*WORK TO COMPLETE*.
When the string "yard" is part of a line in the data below, report the whole line.

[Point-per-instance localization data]
────────────────

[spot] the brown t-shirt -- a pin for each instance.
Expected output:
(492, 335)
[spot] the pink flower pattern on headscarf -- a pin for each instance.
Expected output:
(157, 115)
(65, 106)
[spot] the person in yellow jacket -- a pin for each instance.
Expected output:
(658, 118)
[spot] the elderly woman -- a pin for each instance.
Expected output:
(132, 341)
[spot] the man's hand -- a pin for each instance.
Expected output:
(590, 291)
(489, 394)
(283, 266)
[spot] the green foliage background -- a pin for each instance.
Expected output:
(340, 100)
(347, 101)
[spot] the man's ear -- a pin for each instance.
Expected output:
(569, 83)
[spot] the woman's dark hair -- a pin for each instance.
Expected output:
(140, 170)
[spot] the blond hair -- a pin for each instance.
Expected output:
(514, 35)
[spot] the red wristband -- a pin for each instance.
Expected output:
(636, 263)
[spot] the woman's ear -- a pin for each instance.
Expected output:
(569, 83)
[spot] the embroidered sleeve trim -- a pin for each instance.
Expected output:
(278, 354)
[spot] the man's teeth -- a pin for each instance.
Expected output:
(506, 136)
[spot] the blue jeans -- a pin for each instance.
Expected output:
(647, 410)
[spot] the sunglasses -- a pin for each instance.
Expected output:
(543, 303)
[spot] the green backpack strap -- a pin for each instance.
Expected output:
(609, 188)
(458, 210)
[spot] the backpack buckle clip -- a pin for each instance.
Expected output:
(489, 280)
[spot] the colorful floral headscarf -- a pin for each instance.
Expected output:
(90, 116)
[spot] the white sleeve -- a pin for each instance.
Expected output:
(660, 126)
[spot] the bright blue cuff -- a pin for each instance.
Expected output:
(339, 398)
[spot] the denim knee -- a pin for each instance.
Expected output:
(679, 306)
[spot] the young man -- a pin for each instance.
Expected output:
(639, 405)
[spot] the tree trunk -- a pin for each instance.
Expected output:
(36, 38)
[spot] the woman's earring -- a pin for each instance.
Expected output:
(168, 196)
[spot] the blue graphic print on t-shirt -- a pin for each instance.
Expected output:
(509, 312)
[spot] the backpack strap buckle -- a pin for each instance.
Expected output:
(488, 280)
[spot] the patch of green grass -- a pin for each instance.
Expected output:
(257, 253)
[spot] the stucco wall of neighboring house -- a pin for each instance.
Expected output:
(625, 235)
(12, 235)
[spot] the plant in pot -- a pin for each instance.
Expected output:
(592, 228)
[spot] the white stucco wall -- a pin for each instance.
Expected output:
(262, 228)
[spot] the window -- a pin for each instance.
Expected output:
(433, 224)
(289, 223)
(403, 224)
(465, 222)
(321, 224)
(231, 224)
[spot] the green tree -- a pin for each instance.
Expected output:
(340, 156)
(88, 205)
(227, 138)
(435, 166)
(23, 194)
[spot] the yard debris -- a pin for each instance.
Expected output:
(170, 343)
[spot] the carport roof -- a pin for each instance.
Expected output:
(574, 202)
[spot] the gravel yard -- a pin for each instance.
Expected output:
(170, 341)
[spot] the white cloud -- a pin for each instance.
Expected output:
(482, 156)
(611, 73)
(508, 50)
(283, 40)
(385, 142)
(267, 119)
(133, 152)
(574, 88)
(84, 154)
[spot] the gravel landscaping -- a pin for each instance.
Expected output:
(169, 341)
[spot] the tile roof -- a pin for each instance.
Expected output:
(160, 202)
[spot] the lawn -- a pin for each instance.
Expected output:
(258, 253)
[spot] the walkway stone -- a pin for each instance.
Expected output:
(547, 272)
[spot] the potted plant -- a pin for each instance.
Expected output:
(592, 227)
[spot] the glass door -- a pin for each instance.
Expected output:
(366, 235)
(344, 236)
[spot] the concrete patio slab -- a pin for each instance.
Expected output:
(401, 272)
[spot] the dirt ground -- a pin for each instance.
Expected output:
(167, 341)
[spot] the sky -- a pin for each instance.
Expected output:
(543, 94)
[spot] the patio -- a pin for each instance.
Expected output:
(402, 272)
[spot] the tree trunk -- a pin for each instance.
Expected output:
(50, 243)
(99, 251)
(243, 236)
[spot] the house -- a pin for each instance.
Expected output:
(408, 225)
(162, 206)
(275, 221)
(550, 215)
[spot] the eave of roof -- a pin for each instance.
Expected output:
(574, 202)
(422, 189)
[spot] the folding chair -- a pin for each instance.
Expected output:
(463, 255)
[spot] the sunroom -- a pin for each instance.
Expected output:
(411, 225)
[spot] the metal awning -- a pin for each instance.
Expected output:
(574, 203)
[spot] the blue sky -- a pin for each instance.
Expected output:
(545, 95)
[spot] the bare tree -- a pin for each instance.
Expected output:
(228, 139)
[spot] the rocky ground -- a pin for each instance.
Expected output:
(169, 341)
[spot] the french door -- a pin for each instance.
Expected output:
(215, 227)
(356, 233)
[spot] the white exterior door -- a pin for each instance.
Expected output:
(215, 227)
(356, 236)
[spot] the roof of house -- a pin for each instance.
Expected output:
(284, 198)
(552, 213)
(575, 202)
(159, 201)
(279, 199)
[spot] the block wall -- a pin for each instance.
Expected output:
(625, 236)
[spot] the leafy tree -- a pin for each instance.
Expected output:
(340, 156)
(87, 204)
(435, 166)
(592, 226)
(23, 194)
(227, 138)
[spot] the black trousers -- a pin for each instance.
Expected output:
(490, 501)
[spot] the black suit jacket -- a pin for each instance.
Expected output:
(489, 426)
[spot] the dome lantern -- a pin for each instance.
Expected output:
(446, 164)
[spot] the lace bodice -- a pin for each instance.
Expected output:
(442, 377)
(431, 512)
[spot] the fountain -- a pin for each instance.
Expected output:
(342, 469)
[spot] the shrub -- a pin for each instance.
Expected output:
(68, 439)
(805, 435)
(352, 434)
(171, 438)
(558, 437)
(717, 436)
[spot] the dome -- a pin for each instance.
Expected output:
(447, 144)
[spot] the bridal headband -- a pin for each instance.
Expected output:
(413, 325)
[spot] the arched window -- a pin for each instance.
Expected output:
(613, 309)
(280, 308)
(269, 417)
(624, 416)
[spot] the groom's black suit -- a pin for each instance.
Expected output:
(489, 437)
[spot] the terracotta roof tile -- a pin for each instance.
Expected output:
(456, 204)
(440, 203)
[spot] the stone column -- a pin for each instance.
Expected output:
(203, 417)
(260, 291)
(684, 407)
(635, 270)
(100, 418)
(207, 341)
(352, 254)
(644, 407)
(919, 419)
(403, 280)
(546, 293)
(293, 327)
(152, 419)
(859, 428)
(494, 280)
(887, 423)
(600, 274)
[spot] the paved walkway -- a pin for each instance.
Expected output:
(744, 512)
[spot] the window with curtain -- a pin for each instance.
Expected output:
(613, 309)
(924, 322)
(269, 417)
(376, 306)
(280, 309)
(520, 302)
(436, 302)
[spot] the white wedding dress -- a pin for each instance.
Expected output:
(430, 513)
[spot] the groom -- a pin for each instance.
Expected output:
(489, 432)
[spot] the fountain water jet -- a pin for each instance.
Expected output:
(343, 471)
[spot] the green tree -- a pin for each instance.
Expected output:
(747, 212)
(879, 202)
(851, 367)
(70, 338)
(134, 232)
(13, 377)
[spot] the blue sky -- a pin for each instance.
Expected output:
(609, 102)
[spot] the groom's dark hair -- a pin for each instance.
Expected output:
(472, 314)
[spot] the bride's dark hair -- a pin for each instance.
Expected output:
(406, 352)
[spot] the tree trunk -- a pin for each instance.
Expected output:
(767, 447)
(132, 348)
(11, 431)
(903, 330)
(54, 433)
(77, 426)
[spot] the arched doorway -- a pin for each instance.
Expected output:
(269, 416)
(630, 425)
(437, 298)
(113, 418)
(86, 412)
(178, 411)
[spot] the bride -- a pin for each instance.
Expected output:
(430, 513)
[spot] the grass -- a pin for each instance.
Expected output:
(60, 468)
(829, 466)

────────────────

*RESPONSE BELOW*.
[spot] the yard debris -- a pin for each instance.
[spot] the gravel yard -- a pin for each instance.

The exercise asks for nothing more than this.